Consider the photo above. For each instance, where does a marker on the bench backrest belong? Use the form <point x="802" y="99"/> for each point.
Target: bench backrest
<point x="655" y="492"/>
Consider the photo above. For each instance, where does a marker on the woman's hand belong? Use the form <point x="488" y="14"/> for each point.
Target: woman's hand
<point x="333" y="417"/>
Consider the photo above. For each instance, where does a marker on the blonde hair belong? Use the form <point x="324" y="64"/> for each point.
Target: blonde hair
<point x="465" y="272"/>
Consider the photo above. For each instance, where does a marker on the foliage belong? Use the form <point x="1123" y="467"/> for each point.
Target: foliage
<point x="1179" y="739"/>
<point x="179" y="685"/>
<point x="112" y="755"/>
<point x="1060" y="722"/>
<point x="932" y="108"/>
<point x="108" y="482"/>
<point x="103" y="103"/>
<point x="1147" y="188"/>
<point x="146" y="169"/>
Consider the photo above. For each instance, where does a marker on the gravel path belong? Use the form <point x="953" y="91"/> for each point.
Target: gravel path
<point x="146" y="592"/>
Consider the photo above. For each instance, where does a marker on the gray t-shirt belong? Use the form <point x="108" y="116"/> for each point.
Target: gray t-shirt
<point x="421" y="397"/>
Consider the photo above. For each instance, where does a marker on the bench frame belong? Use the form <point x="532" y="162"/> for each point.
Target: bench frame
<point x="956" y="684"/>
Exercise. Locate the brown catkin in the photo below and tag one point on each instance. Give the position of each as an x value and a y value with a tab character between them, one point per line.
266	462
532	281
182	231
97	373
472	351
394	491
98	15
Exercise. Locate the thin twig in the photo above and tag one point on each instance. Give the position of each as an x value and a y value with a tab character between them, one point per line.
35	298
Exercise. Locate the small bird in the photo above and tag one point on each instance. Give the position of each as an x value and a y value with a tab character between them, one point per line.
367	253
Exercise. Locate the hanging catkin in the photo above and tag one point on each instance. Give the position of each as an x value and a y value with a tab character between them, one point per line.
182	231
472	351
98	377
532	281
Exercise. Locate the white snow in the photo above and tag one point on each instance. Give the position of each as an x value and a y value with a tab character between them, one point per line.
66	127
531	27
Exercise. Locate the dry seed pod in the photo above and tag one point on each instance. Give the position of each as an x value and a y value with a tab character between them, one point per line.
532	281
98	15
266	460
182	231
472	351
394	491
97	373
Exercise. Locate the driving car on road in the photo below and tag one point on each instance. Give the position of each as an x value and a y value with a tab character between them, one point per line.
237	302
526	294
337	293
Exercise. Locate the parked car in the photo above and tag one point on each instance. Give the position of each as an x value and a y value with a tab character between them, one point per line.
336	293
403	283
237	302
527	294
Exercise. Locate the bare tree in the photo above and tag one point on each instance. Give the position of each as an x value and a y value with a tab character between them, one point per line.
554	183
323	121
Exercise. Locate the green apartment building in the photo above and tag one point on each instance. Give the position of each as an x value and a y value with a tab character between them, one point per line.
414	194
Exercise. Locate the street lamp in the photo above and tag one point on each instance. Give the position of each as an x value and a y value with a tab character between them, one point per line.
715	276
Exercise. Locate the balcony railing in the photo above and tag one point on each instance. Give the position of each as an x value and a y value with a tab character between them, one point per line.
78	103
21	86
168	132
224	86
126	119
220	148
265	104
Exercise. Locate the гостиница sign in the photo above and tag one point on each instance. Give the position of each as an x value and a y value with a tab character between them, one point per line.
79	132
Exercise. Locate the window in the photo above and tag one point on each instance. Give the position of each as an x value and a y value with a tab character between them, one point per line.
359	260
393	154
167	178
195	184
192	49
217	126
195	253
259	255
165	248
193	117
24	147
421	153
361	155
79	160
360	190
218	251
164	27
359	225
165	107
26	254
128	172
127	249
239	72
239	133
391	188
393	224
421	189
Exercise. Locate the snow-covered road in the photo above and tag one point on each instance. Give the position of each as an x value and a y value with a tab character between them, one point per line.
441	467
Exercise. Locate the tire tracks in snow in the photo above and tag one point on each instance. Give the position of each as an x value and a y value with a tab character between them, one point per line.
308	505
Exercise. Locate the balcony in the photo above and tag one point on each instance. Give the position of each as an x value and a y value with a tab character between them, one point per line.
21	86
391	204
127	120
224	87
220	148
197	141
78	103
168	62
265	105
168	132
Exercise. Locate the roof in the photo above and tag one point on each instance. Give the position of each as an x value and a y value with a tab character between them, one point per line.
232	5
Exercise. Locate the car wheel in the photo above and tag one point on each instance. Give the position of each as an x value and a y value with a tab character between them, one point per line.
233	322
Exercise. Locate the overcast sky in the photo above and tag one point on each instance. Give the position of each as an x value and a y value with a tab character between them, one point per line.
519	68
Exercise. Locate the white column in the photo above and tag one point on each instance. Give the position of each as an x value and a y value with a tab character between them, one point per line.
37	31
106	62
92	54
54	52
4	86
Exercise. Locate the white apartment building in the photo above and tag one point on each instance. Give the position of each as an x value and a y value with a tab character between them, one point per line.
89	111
_____
All of the material above is to be repeated exactly.

Consider the photo above. For each instance, where does a marker on the bench backrest belong? Use the form <point x="802" y="99"/> for each point.
Target: bench backrest
<point x="655" y="492"/>
Consider the photo above. For each instance, where does a marker on the woman's hand belong? Use the form <point x="488" y="14"/> for each point.
Target: woman's hand
<point x="333" y="417"/>
Consider the photo above. For each instance, where does a marker on the blonde hair belong? Use the form <point x="324" y="64"/> for each point.
Target: blonde hair
<point x="465" y="272"/>
Consider the photo above. For each instance, where does a marker on the foliage belong? Use the form <point x="1123" y="467"/> for each point.
Target: foliage
<point x="1179" y="739"/>
<point x="179" y="685"/>
<point x="112" y="755"/>
<point x="1060" y="722"/>
<point x="932" y="108"/>
<point x="108" y="482"/>
<point x="103" y="103"/>
<point x="1147" y="188"/>
<point x="146" y="169"/>
Consider the photo above. For each instance, where does a marker on the gravel path belong? Use the form <point x="953" y="91"/> for each point.
Target: gravel path
<point x="146" y="592"/>
Consider the photo above. For each instance, where does a marker on the gray t-shirt belong? Use the form <point x="108" y="116"/> for each point.
Target: gray t-shirt
<point x="421" y="397"/>
Consider the photo above. For each instance, where does a marker on the bench frame belong? Use the form <point x="532" y="162"/> for each point.
Target: bench frame
<point x="956" y="684"/>
Exercise. Locate the brown catkin in the photo below and tag one point on each instance. Give the position of each as an x value and a y value with a tab character between them, one point per line.
266	462
532	281
182	231
97	373
472	351
394	491
98	15
Exercise. Locate the thin twig in the photo above and tag one point on each instance. Give the position of each as an x value and a y value with a tab character between them, one point per line.
35	298
Exercise. Locate the small bird in the photo above and tag one point on each instance. Give the position of each as an x value and a y value with a tab character between them, one point per line.
367	253
Exercise. Locate the hanging catkin in the photo above and tag one point on each instance. Give the position of each as an x value and a y value with a tab character between them, one point per line.
182	231
472	351
98	377
532	281
Exercise. Locate the white snow in the photo above and tag one point on each instance. Give the position of each as an x value and a y value with a tab character between them, one point per line.
66	127
531	27
Exercise. Locate the dry seed pod in the photo above and tag one point on each instance. Give the position of each as an x value and a y value with a tab character between them, one point per line.
532	281
98	15
266	460
182	231
472	351
394	491
97	373
Exercise. Locate the driving car on road in the photo below and tag one point on each instance. Give the position of each as an x value and a y value with a tab character between them, one point per line.
237	302
526	294
337	293
Exercise. Locate the parked car in the photo above and tag one point on each instance. Give the position of each as an x value and a y value with a tab character between them, one point per line.
336	293
403	283
237	302
527	294
Exercise. Locate the bare tree in the photo above and tag one point on each instance. Give the position of each as an x value and a y value with a tab character between them, one point per line.
554	183
323	121
Exercise. Locate the green apartment building in the photo above and tag one point on each instance. Give the position of each as an x value and a y value with a tab character between them, one point per line.
414	194
Exercise. Locate the street lamp in the photo above and tag one point on each instance. Give the position of each as an x value and a y value with a tab character between them, one point per line.
715	276
Exercise. Locate the balcony railing in the photo above and tag one point on each instance. Give the position of each as an x value and a y value with a tab character between them, one point per line.
78	103
21	86
168	132
224	86
126	119
220	148
265	104
Exercise. Locate the гостиница sign in the photo above and tag one point on each instance. Give the position of each as an x value and a y value with a tab character between them, one point per line.
79	132
Exercise. Locate the window in the photo above and tag one point on each instance. Give the position of each as an x value and a y value with a tab character between them, one point per line.
359	260
393	154
167	178
195	184
192	49
217	126
195	253
259	255
165	248
193	117
24	147
421	153
361	155
79	160
360	190
218	251
164	27
359	225
165	107
26	254
128	172
127	249
239	72
239	133
391	188
393	224
421	189
Exercise. Locate the snow-covered road in the photo above and tag one point on each instance. Give the position of each as an x value and a y value with a tab character between them, one point per line.
441	467
Exercise. Locate the tire tracks in snow in the photo above and tag one point on each instance. Give the position of each as an x value and a y value with a tab character between them, one point per line.
308	505
Exercise. Locate the balcony in the photo above and tag one point on each instance. Give the position of each as an x value and a y value with a tab character between them, one point per line.
21	86
391	204
127	120
224	87
220	148
197	141
78	103
168	62
265	105
168	132
Exercise. Locate the roof in the photo above and tag one point on each instance. Give the position of each as an x value and a y value with a tab character between them, one point per line.
232	5
Exercise. Locate the car wheel in the photo above and tag one point on each instance. Give the position of each as an x value and a y value with a tab character between them, one point per line.
233	322
Exercise. Locate the overcast sky in the photo above and tag one point on each instance. Give the position of each as an x value and a y value with a tab character between them, one point per line.
519	68
Exercise. Locate the white column in the photo above and tag one point on each instance. Give the position of each as an x value and a y value with a tab character between them, one point per line.
37	31
106	62
92	54
54	52
4	86
Exercise. Locate the white apartment building in the photo above and tag one point on each instance. Give the position of each as an x value and a y value with a tab character between them, one point per line.
89	111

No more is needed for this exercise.